■ Your task: Write out exactly the lines from the one containing "Target: bird's wing" through the last line of the records below, including both.
+++ Input data
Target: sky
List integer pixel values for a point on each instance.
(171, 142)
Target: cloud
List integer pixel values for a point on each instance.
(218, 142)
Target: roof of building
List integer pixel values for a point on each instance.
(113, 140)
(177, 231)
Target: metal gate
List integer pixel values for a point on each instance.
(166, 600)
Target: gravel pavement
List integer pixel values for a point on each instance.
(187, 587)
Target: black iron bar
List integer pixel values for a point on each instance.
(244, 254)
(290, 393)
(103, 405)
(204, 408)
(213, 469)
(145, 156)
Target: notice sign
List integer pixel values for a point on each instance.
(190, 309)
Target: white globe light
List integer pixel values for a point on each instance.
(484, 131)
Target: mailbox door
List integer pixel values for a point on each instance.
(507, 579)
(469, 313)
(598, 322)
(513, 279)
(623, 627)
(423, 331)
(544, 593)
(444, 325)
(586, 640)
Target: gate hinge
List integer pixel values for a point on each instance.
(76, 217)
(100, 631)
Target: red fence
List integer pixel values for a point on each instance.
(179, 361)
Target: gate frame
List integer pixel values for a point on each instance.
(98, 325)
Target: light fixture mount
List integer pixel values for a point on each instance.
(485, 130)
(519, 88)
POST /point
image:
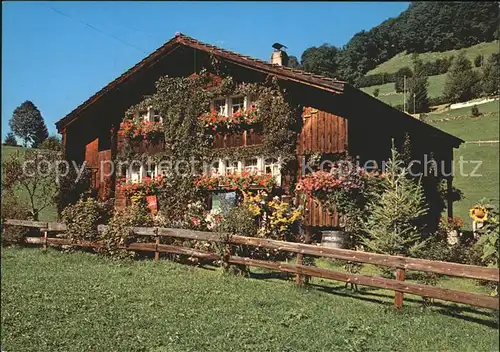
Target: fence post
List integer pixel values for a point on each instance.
(299, 278)
(157, 242)
(44, 244)
(398, 295)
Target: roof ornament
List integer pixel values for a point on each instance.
(278, 46)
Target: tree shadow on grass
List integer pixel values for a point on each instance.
(370, 294)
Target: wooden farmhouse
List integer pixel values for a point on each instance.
(336, 117)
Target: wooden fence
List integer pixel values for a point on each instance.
(401, 264)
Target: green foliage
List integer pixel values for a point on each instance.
(52, 143)
(478, 60)
(320, 60)
(400, 77)
(182, 100)
(491, 75)
(27, 123)
(73, 186)
(35, 172)
(118, 234)
(10, 139)
(13, 208)
(423, 27)
(293, 62)
(488, 242)
(417, 89)
(461, 82)
(393, 224)
(82, 218)
(475, 111)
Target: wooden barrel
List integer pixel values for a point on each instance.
(334, 239)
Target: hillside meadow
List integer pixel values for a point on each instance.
(404, 59)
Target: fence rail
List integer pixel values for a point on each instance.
(399, 285)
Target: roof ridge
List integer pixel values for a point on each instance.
(286, 68)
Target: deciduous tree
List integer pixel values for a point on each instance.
(10, 139)
(27, 123)
(462, 83)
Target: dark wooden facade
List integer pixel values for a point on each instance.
(336, 118)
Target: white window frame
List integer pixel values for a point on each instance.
(273, 165)
(130, 174)
(232, 169)
(254, 168)
(228, 107)
(149, 115)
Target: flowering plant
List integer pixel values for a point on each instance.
(341, 188)
(139, 129)
(450, 224)
(213, 218)
(149, 186)
(239, 119)
(234, 181)
(274, 216)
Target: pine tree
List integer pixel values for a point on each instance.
(461, 81)
(10, 139)
(418, 100)
(27, 123)
(491, 74)
(393, 226)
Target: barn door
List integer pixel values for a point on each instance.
(92, 160)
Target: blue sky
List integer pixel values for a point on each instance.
(57, 54)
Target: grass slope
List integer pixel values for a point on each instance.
(52, 301)
(403, 59)
(389, 96)
(485, 127)
(47, 214)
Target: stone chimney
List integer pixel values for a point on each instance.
(279, 56)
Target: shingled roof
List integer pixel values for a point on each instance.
(300, 76)
(325, 83)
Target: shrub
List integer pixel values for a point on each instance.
(462, 83)
(51, 143)
(399, 78)
(83, 217)
(118, 233)
(12, 208)
(73, 187)
(393, 226)
(475, 111)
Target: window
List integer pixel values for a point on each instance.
(135, 173)
(144, 115)
(223, 201)
(272, 166)
(237, 103)
(231, 167)
(151, 172)
(162, 169)
(252, 165)
(155, 116)
(220, 106)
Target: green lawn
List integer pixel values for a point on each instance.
(404, 59)
(484, 127)
(435, 89)
(53, 301)
(47, 214)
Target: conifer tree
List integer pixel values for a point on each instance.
(394, 225)
(10, 139)
(462, 82)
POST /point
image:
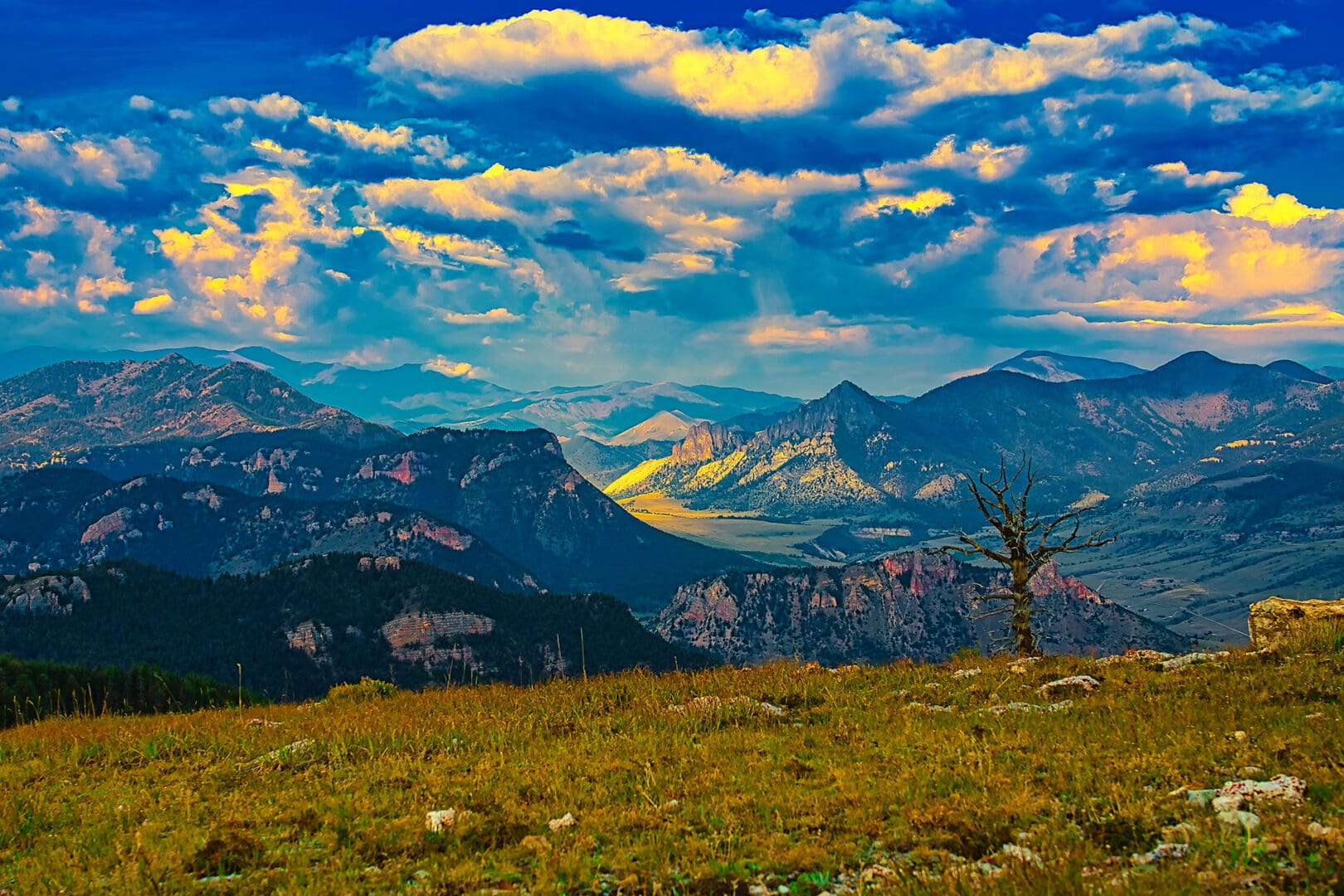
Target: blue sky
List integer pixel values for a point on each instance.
(891, 192)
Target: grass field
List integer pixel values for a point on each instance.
(765, 540)
(893, 778)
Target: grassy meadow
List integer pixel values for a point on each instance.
(871, 779)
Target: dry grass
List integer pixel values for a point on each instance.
(849, 778)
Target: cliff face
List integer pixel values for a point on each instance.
(513, 489)
(706, 442)
(303, 626)
(78, 405)
(914, 605)
(58, 519)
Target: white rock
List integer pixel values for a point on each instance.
(1239, 820)
(1190, 659)
(1086, 683)
(1285, 787)
(440, 818)
(1160, 853)
(1022, 853)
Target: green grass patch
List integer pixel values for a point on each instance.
(866, 782)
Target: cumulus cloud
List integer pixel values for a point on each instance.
(723, 77)
(152, 304)
(1248, 266)
(816, 332)
(1283, 210)
(455, 370)
(1181, 173)
(104, 162)
(273, 106)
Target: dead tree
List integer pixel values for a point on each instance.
(1027, 542)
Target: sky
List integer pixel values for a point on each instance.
(893, 192)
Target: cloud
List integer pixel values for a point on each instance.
(494, 316)
(152, 304)
(273, 106)
(813, 332)
(60, 153)
(722, 75)
(455, 370)
(1179, 171)
(1207, 268)
(377, 140)
(923, 203)
(1254, 202)
(272, 151)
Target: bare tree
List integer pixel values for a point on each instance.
(1027, 542)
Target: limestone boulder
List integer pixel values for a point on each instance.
(1277, 620)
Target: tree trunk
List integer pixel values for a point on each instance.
(1025, 641)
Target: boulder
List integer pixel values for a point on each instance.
(1277, 620)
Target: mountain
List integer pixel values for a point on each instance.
(300, 627)
(1300, 373)
(80, 405)
(665, 426)
(906, 606)
(602, 464)
(61, 518)
(1064, 368)
(511, 489)
(851, 455)
(413, 397)
(815, 460)
(602, 412)
(407, 397)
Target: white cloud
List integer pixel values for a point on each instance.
(1181, 173)
(273, 106)
(494, 316)
(152, 304)
(455, 370)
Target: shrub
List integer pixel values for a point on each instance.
(362, 691)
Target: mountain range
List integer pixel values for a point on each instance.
(295, 631)
(913, 605)
(307, 477)
(413, 397)
(1218, 477)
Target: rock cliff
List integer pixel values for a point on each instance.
(914, 605)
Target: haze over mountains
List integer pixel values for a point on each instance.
(1215, 475)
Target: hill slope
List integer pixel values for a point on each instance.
(916, 606)
(303, 626)
(1054, 367)
(81, 405)
(63, 518)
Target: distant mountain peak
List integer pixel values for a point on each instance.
(845, 407)
(1298, 373)
(1055, 367)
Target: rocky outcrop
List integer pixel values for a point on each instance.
(433, 638)
(706, 442)
(916, 605)
(1278, 620)
(46, 596)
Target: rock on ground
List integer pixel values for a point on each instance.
(1277, 620)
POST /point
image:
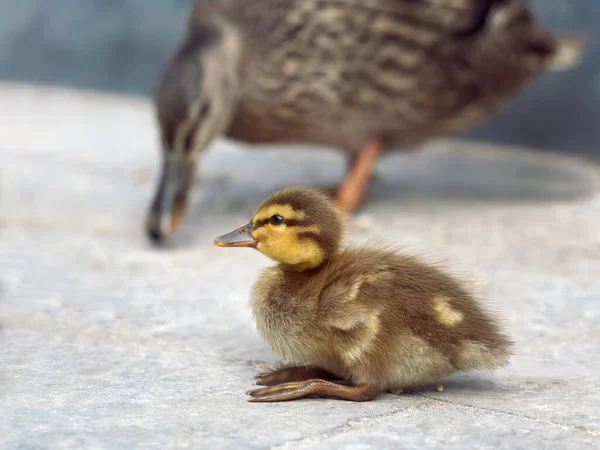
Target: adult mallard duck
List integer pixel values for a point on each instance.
(363, 76)
(354, 322)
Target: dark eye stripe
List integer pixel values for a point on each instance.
(288, 222)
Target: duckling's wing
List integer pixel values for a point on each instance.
(343, 303)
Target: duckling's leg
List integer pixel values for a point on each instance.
(352, 190)
(287, 374)
(318, 387)
(170, 199)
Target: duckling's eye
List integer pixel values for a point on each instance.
(276, 220)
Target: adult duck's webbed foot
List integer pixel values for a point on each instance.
(170, 199)
(354, 188)
(315, 387)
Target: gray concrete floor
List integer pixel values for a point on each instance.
(107, 342)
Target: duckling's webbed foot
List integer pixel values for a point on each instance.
(289, 374)
(352, 190)
(317, 387)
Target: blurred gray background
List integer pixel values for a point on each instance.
(120, 46)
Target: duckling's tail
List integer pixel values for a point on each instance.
(482, 356)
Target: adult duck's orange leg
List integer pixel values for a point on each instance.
(322, 388)
(354, 186)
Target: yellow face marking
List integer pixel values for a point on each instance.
(444, 313)
(284, 244)
(283, 210)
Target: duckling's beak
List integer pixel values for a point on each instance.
(168, 206)
(242, 237)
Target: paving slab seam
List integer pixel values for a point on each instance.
(348, 427)
(480, 409)
(99, 336)
(33, 223)
(371, 421)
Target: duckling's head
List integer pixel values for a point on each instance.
(297, 227)
(196, 100)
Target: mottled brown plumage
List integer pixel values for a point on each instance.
(369, 316)
(356, 75)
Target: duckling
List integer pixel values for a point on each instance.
(362, 76)
(351, 323)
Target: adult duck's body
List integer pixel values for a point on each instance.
(363, 76)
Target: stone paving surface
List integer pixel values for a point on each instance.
(107, 342)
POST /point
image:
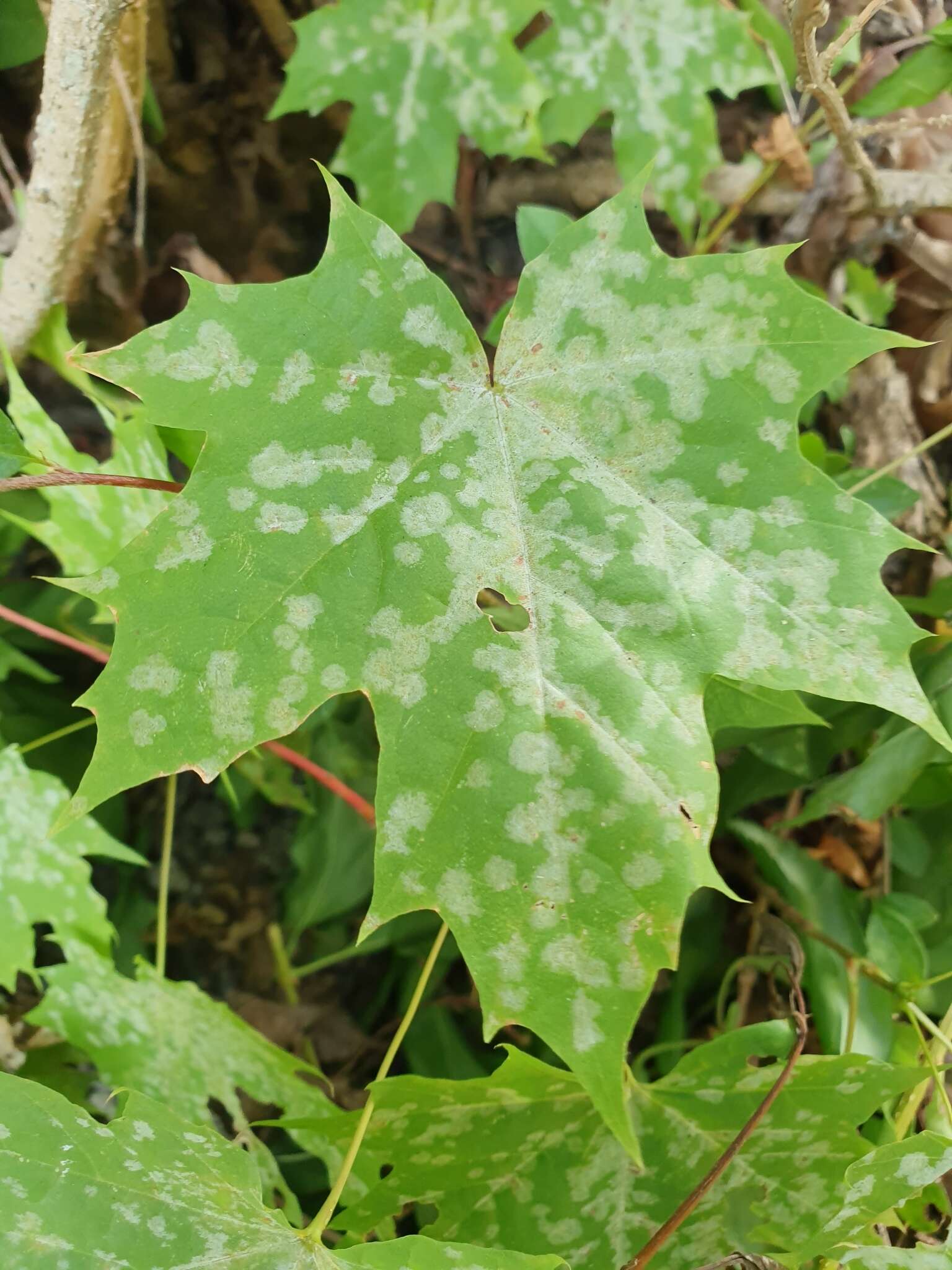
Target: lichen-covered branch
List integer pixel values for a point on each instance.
(806, 17)
(75, 89)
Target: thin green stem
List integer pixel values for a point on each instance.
(227, 785)
(324, 963)
(55, 735)
(162, 921)
(936, 978)
(639, 1068)
(903, 459)
(287, 981)
(852, 1005)
(754, 962)
(913, 1100)
(928, 1024)
(914, 1016)
(319, 1225)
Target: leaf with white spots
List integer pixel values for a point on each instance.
(42, 878)
(628, 475)
(152, 1191)
(419, 75)
(651, 64)
(522, 1160)
(172, 1042)
(86, 526)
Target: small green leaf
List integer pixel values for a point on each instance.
(152, 1191)
(729, 704)
(86, 526)
(651, 64)
(867, 298)
(419, 76)
(13, 453)
(173, 1042)
(22, 32)
(43, 878)
(519, 1157)
(536, 228)
(917, 81)
(831, 907)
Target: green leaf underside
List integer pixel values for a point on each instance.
(631, 478)
(419, 74)
(46, 879)
(651, 64)
(152, 1191)
(87, 525)
(175, 1044)
(522, 1160)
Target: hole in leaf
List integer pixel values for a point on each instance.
(503, 615)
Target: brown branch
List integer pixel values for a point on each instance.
(60, 477)
(289, 756)
(805, 19)
(687, 1207)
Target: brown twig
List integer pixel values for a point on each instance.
(687, 1206)
(289, 756)
(806, 17)
(61, 477)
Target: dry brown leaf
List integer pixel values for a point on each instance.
(783, 145)
(842, 859)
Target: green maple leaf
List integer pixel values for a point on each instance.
(43, 878)
(172, 1042)
(86, 526)
(419, 74)
(628, 474)
(152, 1191)
(651, 64)
(522, 1158)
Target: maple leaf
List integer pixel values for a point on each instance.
(152, 1189)
(522, 1158)
(43, 878)
(418, 75)
(651, 64)
(628, 474)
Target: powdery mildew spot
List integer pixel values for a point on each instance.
(144, 727)
(155, 675)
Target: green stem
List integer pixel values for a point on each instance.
(55, 735)
(324, 963)
(936, 978)
(852, 1005)
(227, 785)
(928, 1024)
(910, 1104)
(162, 922)
(319, 1225)
(915, 1016)
(897, 463)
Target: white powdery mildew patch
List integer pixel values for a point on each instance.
(215, 356)
(457, 895)
(277, 468)
(230, 704)
(155, 675)
(192, 544)
(407, 817)
(296, 376)
(586, 1032)
(104, 580)
(281, 518)
(144, 728)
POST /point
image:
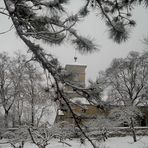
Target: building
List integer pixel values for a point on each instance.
(83, 110)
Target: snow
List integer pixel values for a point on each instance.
(77, 63)
(114, 142)
(80, 100)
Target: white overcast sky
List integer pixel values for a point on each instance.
(92, 26)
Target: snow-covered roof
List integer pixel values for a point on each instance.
(76, 63)
(80, 100)
(60, 113)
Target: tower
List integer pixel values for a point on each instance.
(77, 72)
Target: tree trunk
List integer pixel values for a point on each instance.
(6, 119)
(133, 130)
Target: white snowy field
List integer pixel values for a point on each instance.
(115, 142)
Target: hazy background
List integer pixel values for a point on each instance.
(91, 26)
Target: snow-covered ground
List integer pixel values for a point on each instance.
(115, 142)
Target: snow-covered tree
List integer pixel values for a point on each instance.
(127, 79)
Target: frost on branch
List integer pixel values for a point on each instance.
(84, 45)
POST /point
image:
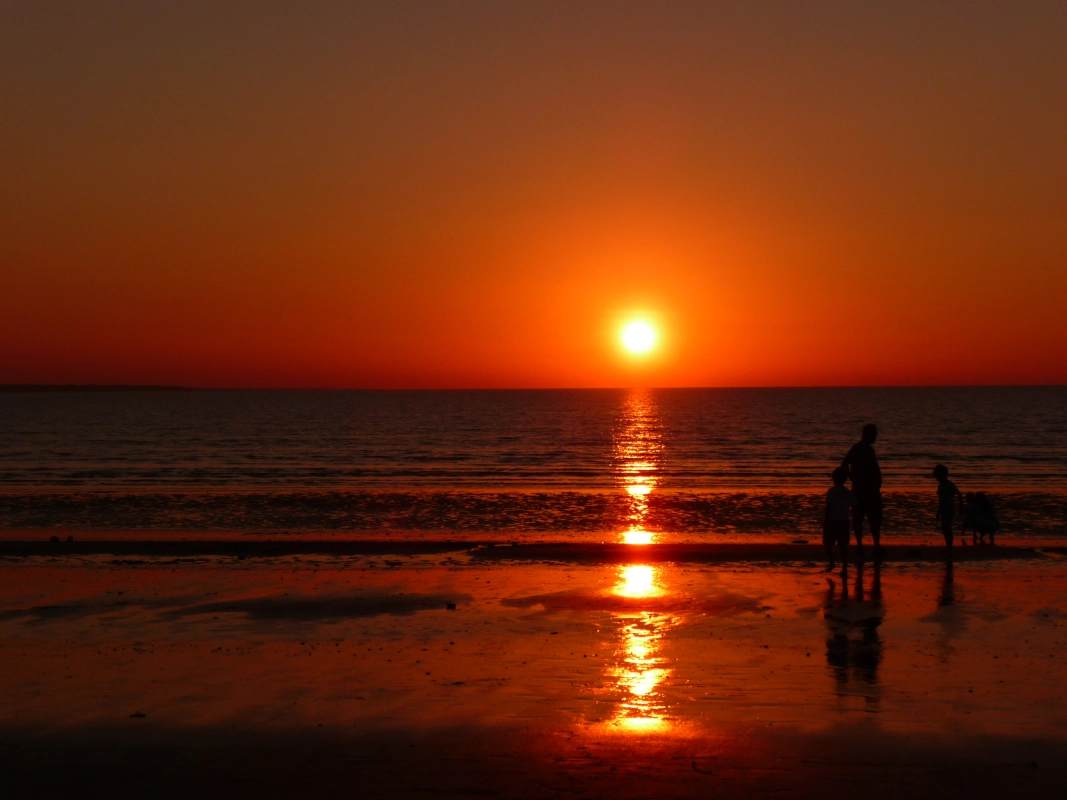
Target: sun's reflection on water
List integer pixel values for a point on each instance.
(637, 449)
(640, 668)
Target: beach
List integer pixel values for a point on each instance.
(524, 594)
(460, 669)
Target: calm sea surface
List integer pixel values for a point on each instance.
(700, 461)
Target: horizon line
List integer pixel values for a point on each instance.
(60, 387)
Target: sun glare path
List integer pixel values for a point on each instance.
(641, 673)
(637, 451)
(638, 337)
(637, 580)
(637, 537)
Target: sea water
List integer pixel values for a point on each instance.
(656, 462)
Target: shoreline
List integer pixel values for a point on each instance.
(493, 550)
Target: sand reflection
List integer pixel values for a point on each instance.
(640, 667)
(854, 649)
(637, 448)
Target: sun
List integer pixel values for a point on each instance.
(638, 337)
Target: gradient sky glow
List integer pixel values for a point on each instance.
(450, 194)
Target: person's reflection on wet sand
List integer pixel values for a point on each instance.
(948, 593)
(853, 644)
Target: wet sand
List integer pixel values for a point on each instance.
(583, 671)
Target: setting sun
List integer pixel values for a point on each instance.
(638, 337)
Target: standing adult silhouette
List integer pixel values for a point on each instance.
(862, 466)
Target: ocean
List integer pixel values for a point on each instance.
(519, 464)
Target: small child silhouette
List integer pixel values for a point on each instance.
(840, 502)
(946, 494)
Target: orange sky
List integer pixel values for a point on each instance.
(480, 194)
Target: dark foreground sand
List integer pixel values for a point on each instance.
(583, 672)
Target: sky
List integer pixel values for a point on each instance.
(482, 194)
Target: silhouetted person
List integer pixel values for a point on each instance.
(946, 494)
(840, 504)
(862, 466)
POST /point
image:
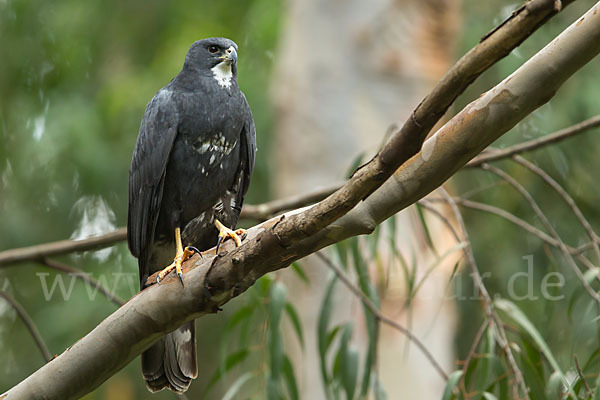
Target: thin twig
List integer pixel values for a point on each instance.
(487, 302)
(493, 155)
(37, 252)
(565, 196)
(79, 274)
(580, 372)
(474, 205)
(472, 351)
(29, 324)
(378, 315)
(561, 245)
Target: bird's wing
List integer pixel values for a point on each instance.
(248, 151)
(146, 175)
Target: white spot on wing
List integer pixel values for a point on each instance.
(184, 336)
(222, 73)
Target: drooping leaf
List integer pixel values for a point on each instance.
(453, 380)
(348, 358)
(323, 334)
(554, 386)
(275, 343)
(295, 319)
(521, 319)
(290, 378)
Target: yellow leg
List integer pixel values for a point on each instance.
(225, 232)
(181, 255)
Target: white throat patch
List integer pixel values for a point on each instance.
(222, 73)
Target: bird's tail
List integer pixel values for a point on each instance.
(171, 362)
++++++
■ Solution to the problem:
Target: bird's wing
List integer pixel values for a point on each instance.
(248, 151)
(146, 175)
Target: white spot on wing
List integer pixel values for a point on each instance.
(184, 336)
(222, 73)
Target: drooping leaf
List integer pixel values for a point on each instance.
(453, 380)
(348, 358)
(323, 334)
(554, 386)
(275, 343)
(295, 319)
(521, 319)
(290, 378)
Target: yellow leg
List integer pixel values for a point on each instance.
(225, 232)
(181, 255)
Target: white throat patch
List integer pixel values for a point on each instance.
(222, 73)
Target: bird's tail
List integer pixel values for a point on each instance.
(171, 362)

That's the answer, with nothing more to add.